• **Exercise objective**
In the code excerpt below, what default value does the only_lowest_fidelity parameter have?

• **Passage given**
※
Return the negative expected improvement at the query point

Source code in neps/optimizers/bayesian_optimization/mf_tpe.py

def __call__(
    self,
    x: Iterable,
    asscalar: bool = False,
    only_lowest_fidelity=True,
    only_good=False,
) -> np.ndarray | torch.Tensor | float:
    """
    Return the negative expected improvement at the query point
    """
    # this is to only make the lowest fidelity viable
    # TODO have this as a setting in the acq_sampler instead
    if only_lowest_fidelity:
        is_lowest_fidelity = (
            np.array([x_.fidelity.value for x_ in x])
            == self.rung_map[self.min_rung]
        )
        return np.log(self.surrogate_models["good"].pdf(x)) - np.log(
            self.surrogate_models["bad"].pdf(x)
        )
※
• **Extracted information**
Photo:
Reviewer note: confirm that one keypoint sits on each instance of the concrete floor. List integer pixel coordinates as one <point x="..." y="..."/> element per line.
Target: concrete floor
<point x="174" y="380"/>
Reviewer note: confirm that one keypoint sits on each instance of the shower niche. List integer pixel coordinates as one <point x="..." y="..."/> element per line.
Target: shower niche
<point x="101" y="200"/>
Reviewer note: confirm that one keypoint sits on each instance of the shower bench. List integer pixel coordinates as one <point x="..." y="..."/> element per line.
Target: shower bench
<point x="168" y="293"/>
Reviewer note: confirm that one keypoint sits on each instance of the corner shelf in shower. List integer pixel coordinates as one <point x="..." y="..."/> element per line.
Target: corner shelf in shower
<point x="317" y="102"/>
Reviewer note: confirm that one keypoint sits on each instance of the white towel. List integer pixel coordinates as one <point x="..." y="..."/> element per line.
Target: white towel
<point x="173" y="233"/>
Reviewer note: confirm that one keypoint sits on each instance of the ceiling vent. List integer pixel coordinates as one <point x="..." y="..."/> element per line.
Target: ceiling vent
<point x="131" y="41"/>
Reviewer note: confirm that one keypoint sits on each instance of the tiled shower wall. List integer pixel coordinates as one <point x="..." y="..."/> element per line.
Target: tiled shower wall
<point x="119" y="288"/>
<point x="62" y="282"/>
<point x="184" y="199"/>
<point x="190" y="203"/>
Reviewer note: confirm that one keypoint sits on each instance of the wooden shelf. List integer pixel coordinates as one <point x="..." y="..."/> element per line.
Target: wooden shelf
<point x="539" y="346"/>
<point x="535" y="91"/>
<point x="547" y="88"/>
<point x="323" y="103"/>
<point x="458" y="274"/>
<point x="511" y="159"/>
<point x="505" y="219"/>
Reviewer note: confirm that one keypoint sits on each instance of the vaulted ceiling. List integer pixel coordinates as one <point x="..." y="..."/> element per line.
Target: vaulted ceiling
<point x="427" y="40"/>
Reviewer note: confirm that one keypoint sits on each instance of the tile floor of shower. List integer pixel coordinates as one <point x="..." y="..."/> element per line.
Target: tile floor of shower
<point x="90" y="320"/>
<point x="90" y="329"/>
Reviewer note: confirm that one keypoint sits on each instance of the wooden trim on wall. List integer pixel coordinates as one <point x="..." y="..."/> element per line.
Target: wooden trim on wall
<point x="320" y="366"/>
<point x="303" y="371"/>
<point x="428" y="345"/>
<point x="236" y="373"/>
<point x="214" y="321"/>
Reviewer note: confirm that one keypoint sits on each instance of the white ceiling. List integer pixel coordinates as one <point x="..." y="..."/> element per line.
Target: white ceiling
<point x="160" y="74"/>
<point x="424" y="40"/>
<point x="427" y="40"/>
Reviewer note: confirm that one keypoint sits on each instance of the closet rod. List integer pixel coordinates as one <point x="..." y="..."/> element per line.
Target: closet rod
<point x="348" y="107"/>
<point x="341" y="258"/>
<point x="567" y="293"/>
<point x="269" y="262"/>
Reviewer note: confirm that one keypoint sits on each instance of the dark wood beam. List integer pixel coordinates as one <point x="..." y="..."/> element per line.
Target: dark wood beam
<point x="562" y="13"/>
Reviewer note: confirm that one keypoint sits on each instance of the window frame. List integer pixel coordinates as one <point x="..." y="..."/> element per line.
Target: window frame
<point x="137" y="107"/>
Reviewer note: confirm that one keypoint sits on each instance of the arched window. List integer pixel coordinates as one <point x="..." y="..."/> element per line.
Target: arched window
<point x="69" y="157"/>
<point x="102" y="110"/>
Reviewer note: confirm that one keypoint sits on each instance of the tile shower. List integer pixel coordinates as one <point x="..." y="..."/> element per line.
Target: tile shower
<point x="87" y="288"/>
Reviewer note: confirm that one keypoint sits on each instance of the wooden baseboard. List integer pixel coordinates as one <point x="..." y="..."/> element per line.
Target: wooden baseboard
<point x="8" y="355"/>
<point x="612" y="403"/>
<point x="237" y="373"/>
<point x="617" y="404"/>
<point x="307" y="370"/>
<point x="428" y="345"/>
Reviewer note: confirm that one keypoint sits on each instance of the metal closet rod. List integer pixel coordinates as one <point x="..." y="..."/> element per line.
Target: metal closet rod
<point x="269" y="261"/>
※
• **Output of the task**
True